-- REQUIREMENTS --
**A)** Using the passage on Glastonbury Abbey, swap "cloistered life" for "religious life" and reproduce the text starting with "After a period" and going on through "associated with Glastonbury.".
**B)** Finish out the next part of the passage on Glastonbury Abbey, continuing from its final sentence.

-- SOURCE EXCERPT --
[START]

After a period of perhaps fifteen years spent in his beloved home at Glastonbury, and in his bestloved occupations of the cloistered life, Dunstan became Bishop of Winchester, and then Archbishop of Canterbury. But amidst all the occupations for Church and State which engrossed the greater part of his life, he never forgot his monastic home, and his name has ever been irrevocably associated with Glastonbury.

During the closing period of the struggle between Saxon and Dane in England, in the first decades of the eleventh century, the sanctuary was honoured by the monarchs of both dynasties. Edmund Ironside enriched the abbey with land and possessions and when, after valiant though vain struggles, he died for his Saxon fatherland, his body was laid to rest in the spot he had chosen for his tomb in St Dunstan’s Church.

To Glastonbury also in 1030 came King Canute, his Danish successor: and here, after confirming every gift and privilege granted to the place by his Saxon predecessors, he knelt in prayer at the tomb of his rival and spread over it a covering enriched with the embroidery of skilled Saxon ladies. Ten years later King Hardicanute testified his devotion to the hallowed spot by the present of a superb shrine to hold the relics of St Benignus.

The Norman Conquest brought difficulties in the government of the house. It was part of the Conqueror’s policy to replace Saxon bishops and abbots by Norman prelates wherever this could be done. So here, at Glastonbury, the Saxon abbot Ailnoth was made to give place to the Norman Thurstan. Ailnoth and several of the monks of his house were interred by Lanfranc’s order at Canterbury and at the same time a not inconsiderable portion of the monastic estate was distributed amongst the foreign followers of William.

The imposition of Norman superiors over them must obviously have been everywhere distasteful to the English monks. The very presence in their midst of an alien abbot was a standing reminder of the fallen fortunes of the English race; and in the case of Glastonbury this not unnatural resentment was aggravated by the imperious temper and inconsiderate disposition of the individual chosen by the King to rule them, and by his determination to uproot all old English customs and traditions, in order to impose upon them what at least the monks considered to be new-fangled Norman notions of monasticism.

[END]

-- MATERIAL --
[START]

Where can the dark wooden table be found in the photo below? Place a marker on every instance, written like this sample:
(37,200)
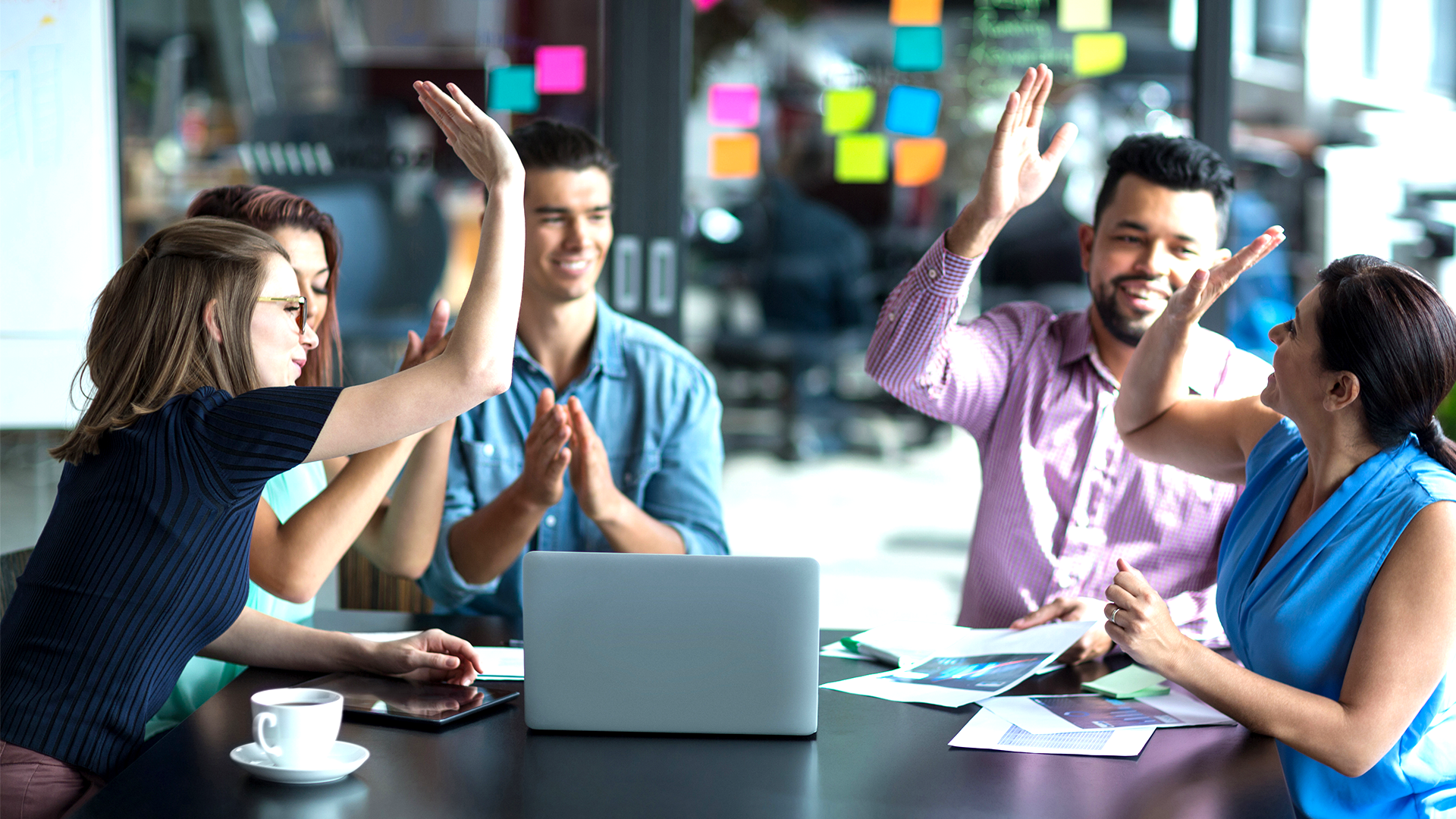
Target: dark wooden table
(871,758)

[END]
[START]

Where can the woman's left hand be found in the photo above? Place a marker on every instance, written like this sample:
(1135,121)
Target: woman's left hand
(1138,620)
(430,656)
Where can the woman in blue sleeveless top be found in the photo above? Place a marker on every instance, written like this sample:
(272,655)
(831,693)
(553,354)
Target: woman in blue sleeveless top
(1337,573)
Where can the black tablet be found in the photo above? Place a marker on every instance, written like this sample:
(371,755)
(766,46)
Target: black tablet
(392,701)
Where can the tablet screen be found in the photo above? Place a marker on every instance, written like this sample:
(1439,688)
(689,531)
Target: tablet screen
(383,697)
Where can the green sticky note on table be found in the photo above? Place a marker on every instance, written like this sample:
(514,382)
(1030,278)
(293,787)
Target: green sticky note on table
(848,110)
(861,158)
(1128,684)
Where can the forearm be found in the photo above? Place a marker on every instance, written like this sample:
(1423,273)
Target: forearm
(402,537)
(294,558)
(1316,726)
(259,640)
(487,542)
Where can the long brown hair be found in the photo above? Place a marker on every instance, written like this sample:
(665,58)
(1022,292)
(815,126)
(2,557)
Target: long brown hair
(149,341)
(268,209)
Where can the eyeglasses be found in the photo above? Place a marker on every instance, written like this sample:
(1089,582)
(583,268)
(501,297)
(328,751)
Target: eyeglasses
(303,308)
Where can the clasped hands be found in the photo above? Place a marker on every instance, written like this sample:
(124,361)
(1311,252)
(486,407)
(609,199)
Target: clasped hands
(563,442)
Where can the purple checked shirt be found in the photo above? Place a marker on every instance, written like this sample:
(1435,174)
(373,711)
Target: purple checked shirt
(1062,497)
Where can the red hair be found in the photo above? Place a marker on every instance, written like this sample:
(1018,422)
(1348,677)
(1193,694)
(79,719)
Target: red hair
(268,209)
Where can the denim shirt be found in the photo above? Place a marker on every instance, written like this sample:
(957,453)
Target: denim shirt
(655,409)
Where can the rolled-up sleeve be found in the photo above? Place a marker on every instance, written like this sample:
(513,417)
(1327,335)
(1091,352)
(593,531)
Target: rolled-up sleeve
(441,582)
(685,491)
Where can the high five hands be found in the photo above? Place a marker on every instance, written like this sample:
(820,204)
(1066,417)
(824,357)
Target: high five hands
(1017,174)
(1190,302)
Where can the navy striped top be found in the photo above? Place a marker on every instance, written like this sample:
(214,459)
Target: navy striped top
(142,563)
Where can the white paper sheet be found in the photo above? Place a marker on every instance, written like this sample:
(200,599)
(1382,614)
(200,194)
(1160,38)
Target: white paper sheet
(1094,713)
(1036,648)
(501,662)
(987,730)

[END]
[START]

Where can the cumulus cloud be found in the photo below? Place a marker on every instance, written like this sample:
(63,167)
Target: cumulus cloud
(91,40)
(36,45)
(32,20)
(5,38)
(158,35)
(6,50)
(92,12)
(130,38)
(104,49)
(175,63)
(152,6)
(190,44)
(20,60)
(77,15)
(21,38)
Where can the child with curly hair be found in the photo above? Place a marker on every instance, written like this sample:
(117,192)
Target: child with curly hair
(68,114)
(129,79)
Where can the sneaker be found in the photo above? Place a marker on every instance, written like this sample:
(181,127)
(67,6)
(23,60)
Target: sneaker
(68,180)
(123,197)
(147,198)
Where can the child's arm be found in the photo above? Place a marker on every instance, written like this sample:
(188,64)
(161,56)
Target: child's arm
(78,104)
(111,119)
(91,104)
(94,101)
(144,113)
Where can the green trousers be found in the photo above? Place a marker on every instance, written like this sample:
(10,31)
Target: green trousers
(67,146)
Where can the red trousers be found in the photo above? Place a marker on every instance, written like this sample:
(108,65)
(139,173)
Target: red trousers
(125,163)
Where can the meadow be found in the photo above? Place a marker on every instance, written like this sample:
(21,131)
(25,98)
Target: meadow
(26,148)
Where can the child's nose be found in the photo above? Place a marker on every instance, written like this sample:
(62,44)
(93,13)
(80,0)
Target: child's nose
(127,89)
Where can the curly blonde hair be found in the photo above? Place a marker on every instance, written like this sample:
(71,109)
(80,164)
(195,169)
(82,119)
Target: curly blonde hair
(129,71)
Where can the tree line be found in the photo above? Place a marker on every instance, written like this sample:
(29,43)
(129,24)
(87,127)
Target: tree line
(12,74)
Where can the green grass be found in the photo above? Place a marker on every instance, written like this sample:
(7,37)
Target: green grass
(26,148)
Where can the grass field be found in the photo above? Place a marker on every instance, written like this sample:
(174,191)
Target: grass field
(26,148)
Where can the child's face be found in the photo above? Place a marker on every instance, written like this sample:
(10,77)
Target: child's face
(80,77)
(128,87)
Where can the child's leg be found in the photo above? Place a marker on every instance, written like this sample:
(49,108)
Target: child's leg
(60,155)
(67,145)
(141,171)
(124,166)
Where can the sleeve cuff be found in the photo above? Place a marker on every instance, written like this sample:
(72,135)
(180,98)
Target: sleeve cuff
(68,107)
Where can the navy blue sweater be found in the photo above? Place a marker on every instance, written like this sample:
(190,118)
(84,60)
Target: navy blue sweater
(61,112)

[END]

-- TASK RESPONSES --
**A)**
After a period of perhaps fifteen years spent in his beloved home at Glastonbury, and in his bestloved occupations of the religious life, Dunstan became Bishop of Winchester, and then Archbishop of Canterbury. But amidst all the occupations for Church and State which engrossed the greater part of his life, he never forgot his monastic home, and his name has ever been irrevocably associated with Glastonbury.

**B)**
An attempt made to force the Glastonbury monks to adopt the chant of one William of Fescamp in place of what they had been accustomed to, and which rightly or wrongly they regarded as the music they had received from Rome itself, led to a refusal of the monks to obey in this matter.

Abbot Thurstan sent for armed laymen into the Chapter House to coerce them by a show of force. The monks took refuge in the church, out of which the abbot’s armed men strove to drag them. This at first failed, and the monks took refuge in the sanctuary, only to be fired upon by the arrows of the Frenchmen. In the end the laymen rushed in and regardless of the sanctity of the place “slew some of the monks and wounded many more, so that blood ran down from the altar on to the steps, and from the steps to the floor.” “Three,” adds the chronicle, “were smitten to death and eighteen wounded.”

The horror caused by this scandal led to the removal of Abbot Thurstan by order of William the Conqueror; and for a time there was peace. The Norman abbot, however, abided his time at Caen, and taking advantage of King Rufus’s empty coffers, he offered that monarch 500 pounds of silver for permission to return to Glastonbury. His reappearance immediately brought on fresh disturbances. Many of the monks sought shelter in neighbouring monasteries, and did not return until the appointment of Herlewyn on Thurstan’s death.

In 1126 Henry of Blois, the nephew of King Henry I, became abbot of Glastonbury, and although he was made Bishop of Winchester after only three years of rule, he obtained leave to retain the emoluments of his abbacy. He lived to enjoy these revenues for forty-five years, but in the main he spent them upon the reconstruction of the church and monastery. Adam of Domerham,the chronicler of the house, records that “he built the bell tower, the Chapter House, cloister, lavatory, refectory and dormitory; also the infirmary with its chapel; a splendid large palace; a spacious gateway, remarkable for its squared stones; a large brewhouse, and stables for many horses.” These he erected right from the foundation to their completion, and over and “besides these works he gave many princely ornaments to the Church.”

King Henry II refused to allow the monks to elect a superior on the death of Bishop de Blois, but sent an official to manage the monastic revenues, which he kept in his own hands. During this time, and, indeed, not very long after the death of the bishop, a fire destroyed most of the monastic buildings. This happened in 1184, and the old monastic chronicler thus bemoans the disaster: “In the following summer, that is to say on St Urban’s day [May 25, 1184], the whole of the monastery, except a chamber constructed in the Chapel by Abbot Robert, into which the monks afterwards betook themselves, and the bell-tower built by Bishop Henry, was consumed by fire.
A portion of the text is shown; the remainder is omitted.